*EXCERPT*

Daily To-do Assignments

To-do #1

Due 1/10 (Fri), 12:45pm (15 minutes before class)

The goal of this To-do is to get you started with Git. To that end, complete my LSA 2019 tutorial Part 1 “Intro to Git”, linked under the “Git” section of the Learning Resources page. Detailed instructions:

Are you completely new to Git? Then, my written tutorial alone won’t be enough to help you wrap your head around what’s going on. I highly recommend watching the videos from this LinkedIn Learning course. It’s much easier when someone shows you while explaining.
- LinkedIn Learning is free for Pitt: make sure to log-in with your Pitt ID.
- If you’re short on time, watch through Chapter 6 which will give you enough foundations, then turn to my tutorial.
Have you used Git before but aren’t very familiar? You should also start with the LinkedIn videos!
When you’re done with my tutorial, produce three screenshots of your console screen as proof of completion, that shows output of the three commands:
- git config --global --list
- git log
- ls -la (make sure you are in your languages folder)

SUBMISSION: On Canvas. Upload your screenshot files through the To-do1 submission link.

To-do #2

Due 1/13 (Mon), 12:45pm

The Internet is full of published linguistic data sets. Let’s data-surf! Instructions:

Go out and find two linguistic data sets you like. One should be a corpus, the other should be some other format. They must be free and downloadable in full. Make sure they are linguistic data sets, meaning designed specifically for linguistic inquiries or NLP engineering purposes.
You might want to start with various bookmark sites listed in the following Learning Resources sections: Linguistic Data, Open Access, Data Publishing and Corpus Linguistics. But don’t be constrained by them.
Download the data sets and poke around. Open up a file or two to take a peek. (No need to do this in Python: Save that for HW1.)
In a text file named datasets_yourname.txt, (note the .txt extension), make note of:
- The name of the data resource
- The author(s)
- The URL of the download page
- Its makeup: size, type of language, format, etc.
- License: whether it comes with one, and if so what kind?
- Anything else noteworthy about the data. A sentence or two will do.
If you are comfortable with markdown, make an .md file instead of a text file.

Git/GitHub submission instructions:

If you haven’t already, fork Class-Exercise-Repo from our class GitHub org. Then, clone your fork onto your laptop. Details are on today’s slides.
Inside, you will find two directories: activity1/ and todo2/. activity1 is for a practice run (instructions on this slide), which I highly recommend.
When you’re ready, copy or move your text file document into todo2/. Make sure it’s named something like datasets_yourname.txt so it won’t conflict with some other student’s.
Do the usual local git routine, which ends with committing. Then push to your own GitHub fork.
Confirm that your GitHub fork has your file.

If you already know about pull requests, go ahead and create one as the last step. We will go over the mechanics of pulling and merging in our next class.

SUBMISSION: That’s it! Your forked GitHub repository counts as your submission.

To-do #3

Learn about the numpy library. Between the Python Data Science Handbook chapter and the DataCamp tutorial, the DataCamp intro should be more accessible, so I recommend it for this To-do. Create your own study notes as a Jupyter Notebook file entitled numpy_notes_yourname.ipynb. Include examples from the DataCamp tutorial, explanations, etc.

*A block of data*
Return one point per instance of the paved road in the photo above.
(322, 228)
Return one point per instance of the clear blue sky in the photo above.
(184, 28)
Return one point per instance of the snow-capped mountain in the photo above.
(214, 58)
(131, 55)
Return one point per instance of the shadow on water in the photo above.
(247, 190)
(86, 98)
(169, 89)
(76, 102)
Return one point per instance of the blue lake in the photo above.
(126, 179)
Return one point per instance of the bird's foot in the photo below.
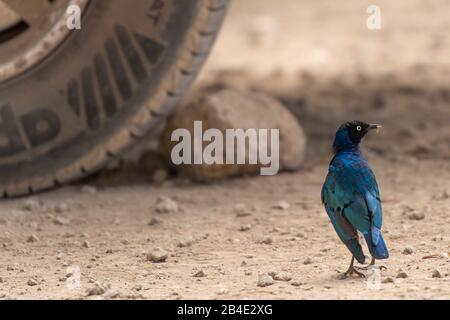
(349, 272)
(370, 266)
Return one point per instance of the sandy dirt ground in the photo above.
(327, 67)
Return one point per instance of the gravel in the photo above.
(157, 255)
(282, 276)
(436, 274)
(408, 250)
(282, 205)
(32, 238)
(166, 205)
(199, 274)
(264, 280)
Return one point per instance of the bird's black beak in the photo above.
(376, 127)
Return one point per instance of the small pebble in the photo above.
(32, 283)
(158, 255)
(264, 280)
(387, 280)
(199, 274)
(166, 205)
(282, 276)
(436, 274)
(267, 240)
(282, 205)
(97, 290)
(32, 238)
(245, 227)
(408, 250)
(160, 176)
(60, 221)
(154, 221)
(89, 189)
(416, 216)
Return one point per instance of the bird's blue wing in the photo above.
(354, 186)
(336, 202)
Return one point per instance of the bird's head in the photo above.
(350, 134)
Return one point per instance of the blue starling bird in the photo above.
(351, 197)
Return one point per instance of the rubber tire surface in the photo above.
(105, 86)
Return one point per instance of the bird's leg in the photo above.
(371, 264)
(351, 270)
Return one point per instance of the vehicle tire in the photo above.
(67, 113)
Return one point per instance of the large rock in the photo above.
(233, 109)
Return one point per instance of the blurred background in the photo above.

*TASKS*
**1.** Name the Learning Resources sections that the assignments page suggests as places to start looking for linguistic data sets.
**2.** Put the lines of the listing into a numbered list. Start at the line holding "Return one point per instance of the shadow" and run through the end of the listing, including both ends. Skip blank lines and leave out the pictures.
The assignments page and the listing are separate pieces of material with no connection to each other.

*LIST OF SOLUTIONS*
**1.**
- Linguistic Data
- Open Access
- Data Publishing
- Corpus Linguistics

**2.**
1. Return one point per instance of the shadow on water in the photo above.
2. (247, 190)
3. (86, 98)
4. (169, 89)
5. (76, 102)
6. Return one point per instance of the blue lake in the photo above.
7. (126, 179)
8. Return one point per instance of the bird's foot in the photo below.
9. (349, 272)
10. (370, 266)
11. Return one point per instance of the sandy dirt ground in the photo above.
12. (327, 67)
13. Return one point per instance of the gravel in the photo above.
14. (157, 255)
15. (282, 276)
16. (436, 274)
17. (408, 250)
18. (282, 205)
19. (32, 238)
20. (166, 205)
21. (199, 274)
22. (264, 280)
23. Return one point per instance of the bird's black beak in the photo above.
24. (376, 127)
25. Return one point per instance of the small pebble in the photo above.
26. (32, 283)
27. (158, 255)
28. (264, 280)
29. (387, 280)
30. (199, 274)
31. (166, 205)
32. (282, 276)
33. (436, 274)
34. (267, 240)
35. (282, 205)
36. (97, 290)
37. (32, 238)
38. (245, 227)
39. (408, 250)
40. (160, 176)
41. (60, 221)
42. (154, 221)
43. (89, 189)
44. (416, 216)
45. Return one point per instance of the bird's blue wing in the photo above.
46. (354, 186)
47. (336, 202)
48. Return one point per instance of the bird's head in the photo above.
49. (350, 134)
50. Return one point per instance of the blue starling bird in the photo above.
51. (351, 197)
52. Return one point per instance of the rubber tire surface in the photo above.
53. (105, 86)
54. Return one point per instance of the bird's leg in the photo above.
55. (371, 264)
56. (351, 270)
57. Return one point per instance of the vehicle tire in the photo above.
58. (67, 113)
59. Return one point per instance of the large rock in the photo above.
60. (233, 109)
61. Return one point per instance of the blurred background in the photo above.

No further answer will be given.